Begin Data entries

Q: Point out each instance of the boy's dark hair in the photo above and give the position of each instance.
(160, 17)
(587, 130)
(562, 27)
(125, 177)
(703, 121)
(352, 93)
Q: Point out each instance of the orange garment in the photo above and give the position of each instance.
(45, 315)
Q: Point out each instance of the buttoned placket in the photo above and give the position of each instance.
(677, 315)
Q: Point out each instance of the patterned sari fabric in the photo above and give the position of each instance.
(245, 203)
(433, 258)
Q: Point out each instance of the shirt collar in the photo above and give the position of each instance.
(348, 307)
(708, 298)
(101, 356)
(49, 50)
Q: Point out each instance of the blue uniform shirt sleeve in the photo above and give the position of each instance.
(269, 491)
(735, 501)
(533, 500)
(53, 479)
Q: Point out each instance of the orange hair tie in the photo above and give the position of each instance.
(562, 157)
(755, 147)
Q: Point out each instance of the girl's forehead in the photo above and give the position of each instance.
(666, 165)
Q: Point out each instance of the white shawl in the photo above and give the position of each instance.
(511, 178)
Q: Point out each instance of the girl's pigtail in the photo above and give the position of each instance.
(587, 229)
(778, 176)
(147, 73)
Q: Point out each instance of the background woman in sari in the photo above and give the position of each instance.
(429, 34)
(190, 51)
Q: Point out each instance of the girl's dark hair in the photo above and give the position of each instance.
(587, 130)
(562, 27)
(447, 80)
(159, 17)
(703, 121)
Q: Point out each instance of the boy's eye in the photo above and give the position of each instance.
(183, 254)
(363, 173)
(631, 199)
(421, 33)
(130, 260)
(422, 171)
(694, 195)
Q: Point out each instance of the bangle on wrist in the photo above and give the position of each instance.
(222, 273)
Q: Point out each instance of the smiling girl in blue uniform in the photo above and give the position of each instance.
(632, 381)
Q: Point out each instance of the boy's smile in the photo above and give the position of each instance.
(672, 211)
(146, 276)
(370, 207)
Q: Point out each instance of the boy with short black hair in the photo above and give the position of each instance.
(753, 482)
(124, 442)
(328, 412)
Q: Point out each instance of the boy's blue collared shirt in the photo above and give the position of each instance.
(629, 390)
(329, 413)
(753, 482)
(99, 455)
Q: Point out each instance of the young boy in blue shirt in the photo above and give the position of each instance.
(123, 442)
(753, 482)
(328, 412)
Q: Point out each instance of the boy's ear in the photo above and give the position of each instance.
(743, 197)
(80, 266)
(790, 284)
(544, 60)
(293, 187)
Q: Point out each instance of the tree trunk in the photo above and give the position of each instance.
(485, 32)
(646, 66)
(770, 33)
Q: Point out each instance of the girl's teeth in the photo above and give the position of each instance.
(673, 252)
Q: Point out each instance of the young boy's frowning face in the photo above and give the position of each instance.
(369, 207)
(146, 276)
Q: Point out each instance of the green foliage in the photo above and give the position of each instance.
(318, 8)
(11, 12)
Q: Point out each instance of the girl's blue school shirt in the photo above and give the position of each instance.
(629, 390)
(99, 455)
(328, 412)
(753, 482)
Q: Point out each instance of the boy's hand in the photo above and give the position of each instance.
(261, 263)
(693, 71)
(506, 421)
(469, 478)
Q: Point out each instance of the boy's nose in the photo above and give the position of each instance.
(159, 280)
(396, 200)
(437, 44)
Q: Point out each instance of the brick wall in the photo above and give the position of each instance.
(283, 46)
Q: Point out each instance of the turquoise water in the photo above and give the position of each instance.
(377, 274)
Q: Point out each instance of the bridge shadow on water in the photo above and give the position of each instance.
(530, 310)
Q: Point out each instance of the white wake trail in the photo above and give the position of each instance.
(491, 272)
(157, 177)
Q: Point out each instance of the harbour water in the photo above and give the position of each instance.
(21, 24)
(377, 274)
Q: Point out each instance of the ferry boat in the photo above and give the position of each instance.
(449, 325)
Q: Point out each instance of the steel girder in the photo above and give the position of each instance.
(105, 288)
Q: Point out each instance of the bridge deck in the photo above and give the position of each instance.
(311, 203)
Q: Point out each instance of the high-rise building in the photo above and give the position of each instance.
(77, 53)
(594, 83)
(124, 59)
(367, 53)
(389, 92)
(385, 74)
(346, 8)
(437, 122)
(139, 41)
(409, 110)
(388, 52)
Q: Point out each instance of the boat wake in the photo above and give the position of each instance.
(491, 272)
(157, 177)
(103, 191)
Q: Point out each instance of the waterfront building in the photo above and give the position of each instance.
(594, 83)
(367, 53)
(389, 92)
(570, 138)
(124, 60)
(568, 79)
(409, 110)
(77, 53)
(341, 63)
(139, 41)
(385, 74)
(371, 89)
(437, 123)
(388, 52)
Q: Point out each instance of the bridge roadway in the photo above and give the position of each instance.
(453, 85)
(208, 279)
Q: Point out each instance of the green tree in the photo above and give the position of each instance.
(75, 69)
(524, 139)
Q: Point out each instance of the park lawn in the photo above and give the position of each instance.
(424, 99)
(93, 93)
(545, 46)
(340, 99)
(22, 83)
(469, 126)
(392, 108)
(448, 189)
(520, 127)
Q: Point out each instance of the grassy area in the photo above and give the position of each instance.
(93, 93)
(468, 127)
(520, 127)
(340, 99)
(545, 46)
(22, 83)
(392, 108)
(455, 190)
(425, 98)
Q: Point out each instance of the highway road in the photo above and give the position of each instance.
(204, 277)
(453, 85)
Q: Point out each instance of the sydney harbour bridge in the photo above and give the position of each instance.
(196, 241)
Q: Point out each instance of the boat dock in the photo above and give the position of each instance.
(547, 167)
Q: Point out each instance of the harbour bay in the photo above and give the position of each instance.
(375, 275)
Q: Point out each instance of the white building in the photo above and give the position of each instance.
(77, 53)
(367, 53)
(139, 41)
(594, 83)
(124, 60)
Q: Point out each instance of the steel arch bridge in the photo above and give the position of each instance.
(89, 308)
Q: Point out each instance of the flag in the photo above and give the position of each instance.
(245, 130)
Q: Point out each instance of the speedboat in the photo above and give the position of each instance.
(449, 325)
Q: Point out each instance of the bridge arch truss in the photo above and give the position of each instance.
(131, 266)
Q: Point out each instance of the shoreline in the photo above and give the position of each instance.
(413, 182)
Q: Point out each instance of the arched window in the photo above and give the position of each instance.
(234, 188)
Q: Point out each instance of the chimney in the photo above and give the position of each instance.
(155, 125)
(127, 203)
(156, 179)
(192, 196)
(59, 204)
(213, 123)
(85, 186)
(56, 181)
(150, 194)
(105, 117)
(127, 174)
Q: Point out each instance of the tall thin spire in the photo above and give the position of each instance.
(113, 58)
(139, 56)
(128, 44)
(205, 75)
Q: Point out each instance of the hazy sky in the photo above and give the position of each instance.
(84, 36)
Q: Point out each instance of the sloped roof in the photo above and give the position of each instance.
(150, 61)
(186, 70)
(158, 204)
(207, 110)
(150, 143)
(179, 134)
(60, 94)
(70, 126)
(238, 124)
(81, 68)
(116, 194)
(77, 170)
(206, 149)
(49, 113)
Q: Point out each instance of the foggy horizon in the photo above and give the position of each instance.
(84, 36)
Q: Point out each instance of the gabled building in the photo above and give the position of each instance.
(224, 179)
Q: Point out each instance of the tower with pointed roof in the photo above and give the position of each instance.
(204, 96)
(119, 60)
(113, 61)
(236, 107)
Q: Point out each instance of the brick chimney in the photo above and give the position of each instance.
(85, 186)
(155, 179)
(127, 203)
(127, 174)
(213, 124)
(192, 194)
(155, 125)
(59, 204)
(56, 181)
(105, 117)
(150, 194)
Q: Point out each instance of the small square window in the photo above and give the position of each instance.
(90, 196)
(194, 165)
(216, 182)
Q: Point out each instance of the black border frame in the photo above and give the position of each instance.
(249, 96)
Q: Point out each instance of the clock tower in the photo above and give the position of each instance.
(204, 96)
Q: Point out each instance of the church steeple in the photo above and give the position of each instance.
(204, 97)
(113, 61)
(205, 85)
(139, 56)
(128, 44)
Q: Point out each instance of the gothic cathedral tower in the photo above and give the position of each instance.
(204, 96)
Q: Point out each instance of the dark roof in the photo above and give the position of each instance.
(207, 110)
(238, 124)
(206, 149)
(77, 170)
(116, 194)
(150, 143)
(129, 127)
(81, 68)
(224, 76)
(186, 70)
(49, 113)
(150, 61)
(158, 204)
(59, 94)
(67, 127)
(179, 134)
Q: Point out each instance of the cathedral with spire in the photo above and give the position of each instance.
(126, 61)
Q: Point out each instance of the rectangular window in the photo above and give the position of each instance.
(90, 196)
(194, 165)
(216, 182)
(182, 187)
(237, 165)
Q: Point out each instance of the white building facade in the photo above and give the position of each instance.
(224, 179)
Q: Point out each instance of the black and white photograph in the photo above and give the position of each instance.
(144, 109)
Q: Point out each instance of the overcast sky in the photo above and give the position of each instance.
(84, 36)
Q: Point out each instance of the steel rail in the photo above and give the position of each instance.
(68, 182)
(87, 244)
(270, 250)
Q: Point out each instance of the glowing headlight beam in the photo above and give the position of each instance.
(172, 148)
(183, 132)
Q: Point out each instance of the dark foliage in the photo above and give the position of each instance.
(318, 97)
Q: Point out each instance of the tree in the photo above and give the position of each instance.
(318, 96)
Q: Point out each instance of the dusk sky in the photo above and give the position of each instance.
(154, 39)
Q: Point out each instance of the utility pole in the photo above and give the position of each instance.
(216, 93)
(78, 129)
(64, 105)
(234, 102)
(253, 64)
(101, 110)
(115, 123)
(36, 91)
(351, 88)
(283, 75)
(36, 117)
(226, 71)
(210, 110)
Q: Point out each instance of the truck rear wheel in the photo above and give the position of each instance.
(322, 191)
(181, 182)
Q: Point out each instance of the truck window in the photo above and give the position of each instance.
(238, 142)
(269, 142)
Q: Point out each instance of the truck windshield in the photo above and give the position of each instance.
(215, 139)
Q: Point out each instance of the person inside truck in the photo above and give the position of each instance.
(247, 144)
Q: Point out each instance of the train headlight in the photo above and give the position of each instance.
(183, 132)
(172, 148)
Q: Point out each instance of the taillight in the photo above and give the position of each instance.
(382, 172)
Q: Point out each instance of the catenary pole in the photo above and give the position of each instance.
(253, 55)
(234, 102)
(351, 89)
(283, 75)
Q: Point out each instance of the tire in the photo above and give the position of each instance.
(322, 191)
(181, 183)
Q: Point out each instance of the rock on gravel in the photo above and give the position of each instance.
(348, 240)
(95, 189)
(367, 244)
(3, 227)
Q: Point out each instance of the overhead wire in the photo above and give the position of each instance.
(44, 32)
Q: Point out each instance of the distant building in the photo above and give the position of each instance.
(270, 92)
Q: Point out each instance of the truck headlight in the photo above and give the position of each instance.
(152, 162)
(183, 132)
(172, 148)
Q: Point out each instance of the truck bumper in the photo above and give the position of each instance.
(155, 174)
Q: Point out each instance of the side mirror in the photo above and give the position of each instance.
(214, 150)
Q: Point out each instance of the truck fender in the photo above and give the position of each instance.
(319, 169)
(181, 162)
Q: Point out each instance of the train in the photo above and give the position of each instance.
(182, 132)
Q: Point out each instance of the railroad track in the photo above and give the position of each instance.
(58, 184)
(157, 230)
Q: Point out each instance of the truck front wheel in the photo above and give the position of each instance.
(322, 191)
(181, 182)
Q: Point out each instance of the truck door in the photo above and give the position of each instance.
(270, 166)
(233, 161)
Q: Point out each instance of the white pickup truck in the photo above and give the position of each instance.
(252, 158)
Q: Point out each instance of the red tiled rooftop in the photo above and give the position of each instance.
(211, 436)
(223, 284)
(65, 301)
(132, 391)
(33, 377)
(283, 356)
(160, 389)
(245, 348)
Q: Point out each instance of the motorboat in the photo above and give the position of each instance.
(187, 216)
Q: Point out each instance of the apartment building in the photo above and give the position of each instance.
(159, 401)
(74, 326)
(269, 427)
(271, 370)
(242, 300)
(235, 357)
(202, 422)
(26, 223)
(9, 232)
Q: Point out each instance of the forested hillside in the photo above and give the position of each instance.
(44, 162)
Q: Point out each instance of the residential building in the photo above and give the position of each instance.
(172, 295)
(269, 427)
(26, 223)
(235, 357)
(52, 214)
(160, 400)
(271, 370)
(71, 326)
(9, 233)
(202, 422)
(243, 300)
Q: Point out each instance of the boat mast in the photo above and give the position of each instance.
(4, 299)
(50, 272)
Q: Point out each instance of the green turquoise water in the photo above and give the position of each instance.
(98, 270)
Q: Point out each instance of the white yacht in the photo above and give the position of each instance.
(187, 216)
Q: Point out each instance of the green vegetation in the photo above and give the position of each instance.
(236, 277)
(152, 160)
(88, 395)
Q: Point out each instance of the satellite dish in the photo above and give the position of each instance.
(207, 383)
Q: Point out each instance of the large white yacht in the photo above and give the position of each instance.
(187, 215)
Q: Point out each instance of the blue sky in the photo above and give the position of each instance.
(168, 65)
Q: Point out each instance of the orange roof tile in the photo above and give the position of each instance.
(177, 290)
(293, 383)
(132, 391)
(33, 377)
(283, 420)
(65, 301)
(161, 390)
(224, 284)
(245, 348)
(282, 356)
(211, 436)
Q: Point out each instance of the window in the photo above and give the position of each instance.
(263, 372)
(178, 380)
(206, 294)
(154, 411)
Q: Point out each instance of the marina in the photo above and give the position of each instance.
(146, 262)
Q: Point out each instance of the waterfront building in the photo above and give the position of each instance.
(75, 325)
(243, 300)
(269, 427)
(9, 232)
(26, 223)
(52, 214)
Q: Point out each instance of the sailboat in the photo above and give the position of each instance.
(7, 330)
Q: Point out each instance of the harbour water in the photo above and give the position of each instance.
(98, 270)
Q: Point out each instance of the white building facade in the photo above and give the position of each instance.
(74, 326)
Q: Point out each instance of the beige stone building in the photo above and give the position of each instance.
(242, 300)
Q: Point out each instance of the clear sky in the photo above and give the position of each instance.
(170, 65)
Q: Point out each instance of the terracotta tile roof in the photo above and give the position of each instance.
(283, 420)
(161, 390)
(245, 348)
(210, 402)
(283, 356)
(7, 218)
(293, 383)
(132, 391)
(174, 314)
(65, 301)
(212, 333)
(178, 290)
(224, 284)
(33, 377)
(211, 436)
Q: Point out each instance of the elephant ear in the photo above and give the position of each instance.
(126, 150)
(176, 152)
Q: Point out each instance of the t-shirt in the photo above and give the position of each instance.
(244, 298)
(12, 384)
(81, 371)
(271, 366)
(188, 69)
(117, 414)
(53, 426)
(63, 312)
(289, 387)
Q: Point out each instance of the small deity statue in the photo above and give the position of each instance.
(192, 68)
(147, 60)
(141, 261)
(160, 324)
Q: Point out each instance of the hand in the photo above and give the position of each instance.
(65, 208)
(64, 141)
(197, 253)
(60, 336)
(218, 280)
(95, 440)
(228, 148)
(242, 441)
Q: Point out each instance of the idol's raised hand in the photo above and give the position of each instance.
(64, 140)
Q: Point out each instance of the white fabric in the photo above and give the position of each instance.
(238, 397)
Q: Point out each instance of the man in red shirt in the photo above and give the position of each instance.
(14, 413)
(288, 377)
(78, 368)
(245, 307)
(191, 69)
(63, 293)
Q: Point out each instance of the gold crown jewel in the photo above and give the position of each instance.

End Data entries

Aim of the task: Starting at the line that contains "Q: Point out each instance of the hand", repeat each line exactly through the last one in the listing. Include both of those lines and nothing more.

Result of this task:
Q: Point out each instance of the hand in the photo above and give the position of each instance.
(65, 208)
(64, 141)
(197, 253)
(60, 336)
(218, 280)
(95, 440)
(228, 148)
(242, 441)
Q: Point out each instance of the idol's raised hand in the photo above and give the position of each instance.
(64, 140)
Q: Point out each instance of the white fabric in the photo above and give the position of each instance.
(238, 397)
Q: Point out each instance of the man in red shirt in the photo above and give the position of each instance.
(14, 413)
(288, 377)
(78, 368)
(245, 307)
(191, 69)
(63, 293)
Q: Point out each instance of the gold crown jewel in the photo above and give the position of each instance.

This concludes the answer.